▶ **What you will do**: Copy the records below without changes, starting at the line that contains "Can you see the nose" and ending at the line that contains "column 109, row 28", with both of those lines included.

━━━━━ Provided records

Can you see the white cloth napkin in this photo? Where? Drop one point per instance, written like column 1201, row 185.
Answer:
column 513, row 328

━━━━━━━━━━
━━━━━ Provided records

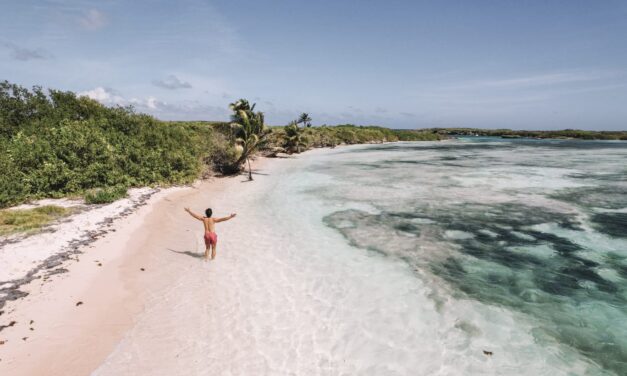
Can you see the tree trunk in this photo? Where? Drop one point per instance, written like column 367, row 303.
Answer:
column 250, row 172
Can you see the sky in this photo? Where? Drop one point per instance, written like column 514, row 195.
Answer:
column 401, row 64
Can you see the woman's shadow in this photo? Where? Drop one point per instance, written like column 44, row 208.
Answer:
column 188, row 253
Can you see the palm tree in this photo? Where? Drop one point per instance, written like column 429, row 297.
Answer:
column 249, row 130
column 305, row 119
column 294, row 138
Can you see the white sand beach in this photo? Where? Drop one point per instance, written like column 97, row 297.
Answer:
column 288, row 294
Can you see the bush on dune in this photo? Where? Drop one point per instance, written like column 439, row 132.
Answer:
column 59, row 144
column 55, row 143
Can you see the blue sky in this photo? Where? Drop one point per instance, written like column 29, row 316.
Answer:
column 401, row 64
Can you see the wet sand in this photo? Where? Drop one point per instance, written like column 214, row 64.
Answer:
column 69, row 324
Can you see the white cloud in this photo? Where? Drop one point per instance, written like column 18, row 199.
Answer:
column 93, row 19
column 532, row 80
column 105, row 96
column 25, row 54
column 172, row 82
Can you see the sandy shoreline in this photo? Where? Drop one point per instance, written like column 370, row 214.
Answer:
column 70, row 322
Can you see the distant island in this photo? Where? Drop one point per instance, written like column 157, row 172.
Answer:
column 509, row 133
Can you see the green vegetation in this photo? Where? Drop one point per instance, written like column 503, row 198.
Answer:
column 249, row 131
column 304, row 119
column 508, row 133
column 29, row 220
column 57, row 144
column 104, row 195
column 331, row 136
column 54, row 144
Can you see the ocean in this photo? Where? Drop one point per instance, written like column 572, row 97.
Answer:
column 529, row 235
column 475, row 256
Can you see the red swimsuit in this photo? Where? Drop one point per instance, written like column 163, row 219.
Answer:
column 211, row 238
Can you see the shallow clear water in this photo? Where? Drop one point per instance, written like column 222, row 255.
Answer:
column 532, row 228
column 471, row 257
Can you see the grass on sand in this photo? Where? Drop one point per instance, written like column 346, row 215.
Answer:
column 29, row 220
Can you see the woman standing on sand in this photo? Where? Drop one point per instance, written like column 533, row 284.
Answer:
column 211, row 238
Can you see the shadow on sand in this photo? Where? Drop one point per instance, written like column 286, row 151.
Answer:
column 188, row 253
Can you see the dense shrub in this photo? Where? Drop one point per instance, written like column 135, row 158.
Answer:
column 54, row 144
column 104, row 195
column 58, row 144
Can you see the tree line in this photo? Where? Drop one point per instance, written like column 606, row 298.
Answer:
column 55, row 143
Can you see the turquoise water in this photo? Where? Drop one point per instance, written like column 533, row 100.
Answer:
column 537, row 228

━━━━━━━━━━
━━━━━ Provided records

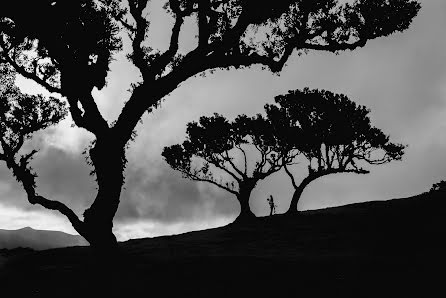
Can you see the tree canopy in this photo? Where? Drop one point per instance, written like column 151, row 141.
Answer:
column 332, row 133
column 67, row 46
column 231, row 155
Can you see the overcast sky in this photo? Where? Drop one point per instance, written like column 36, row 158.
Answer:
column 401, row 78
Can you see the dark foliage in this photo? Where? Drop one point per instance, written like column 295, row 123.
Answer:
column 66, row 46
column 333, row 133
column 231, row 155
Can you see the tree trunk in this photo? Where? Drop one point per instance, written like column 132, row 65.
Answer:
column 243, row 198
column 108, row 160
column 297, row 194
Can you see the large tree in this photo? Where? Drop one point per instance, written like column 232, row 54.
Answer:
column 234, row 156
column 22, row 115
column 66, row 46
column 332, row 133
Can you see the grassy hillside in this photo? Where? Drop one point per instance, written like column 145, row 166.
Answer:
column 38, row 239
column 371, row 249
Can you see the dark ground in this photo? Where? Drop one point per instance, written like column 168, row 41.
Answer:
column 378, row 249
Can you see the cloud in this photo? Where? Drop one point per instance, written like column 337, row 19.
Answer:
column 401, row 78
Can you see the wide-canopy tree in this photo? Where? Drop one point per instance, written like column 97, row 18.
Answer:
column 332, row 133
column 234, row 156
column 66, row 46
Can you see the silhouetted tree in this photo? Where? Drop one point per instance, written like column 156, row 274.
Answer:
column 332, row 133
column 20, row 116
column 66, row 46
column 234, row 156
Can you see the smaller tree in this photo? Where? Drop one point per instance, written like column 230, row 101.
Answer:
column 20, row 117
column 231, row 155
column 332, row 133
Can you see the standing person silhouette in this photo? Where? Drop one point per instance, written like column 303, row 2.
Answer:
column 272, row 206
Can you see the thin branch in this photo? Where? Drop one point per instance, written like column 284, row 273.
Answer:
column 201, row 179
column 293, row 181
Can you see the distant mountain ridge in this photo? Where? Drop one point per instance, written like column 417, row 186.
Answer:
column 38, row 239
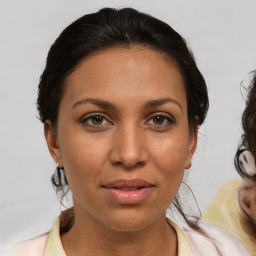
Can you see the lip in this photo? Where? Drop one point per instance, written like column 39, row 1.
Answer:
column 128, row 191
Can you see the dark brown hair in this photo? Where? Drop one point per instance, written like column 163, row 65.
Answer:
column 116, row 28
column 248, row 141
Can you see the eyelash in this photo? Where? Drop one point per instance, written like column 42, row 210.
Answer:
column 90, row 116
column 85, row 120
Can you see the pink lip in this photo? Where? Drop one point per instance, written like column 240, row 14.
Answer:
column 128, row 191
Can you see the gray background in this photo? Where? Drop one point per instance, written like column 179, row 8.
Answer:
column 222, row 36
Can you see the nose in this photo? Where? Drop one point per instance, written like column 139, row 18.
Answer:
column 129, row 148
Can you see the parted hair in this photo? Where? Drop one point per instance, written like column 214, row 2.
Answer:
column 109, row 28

━━━━━━━━━━

▶ **Exercise result**:
Can you see the nose in this photo? Where? Drop one point per instance, written like column 139, row 18.
Answer:
column 129, row 148
Can you see the parted hair in this photo? Where? Drop one point per instance, written like column 214, row 2.
Answer:
column 109, row 28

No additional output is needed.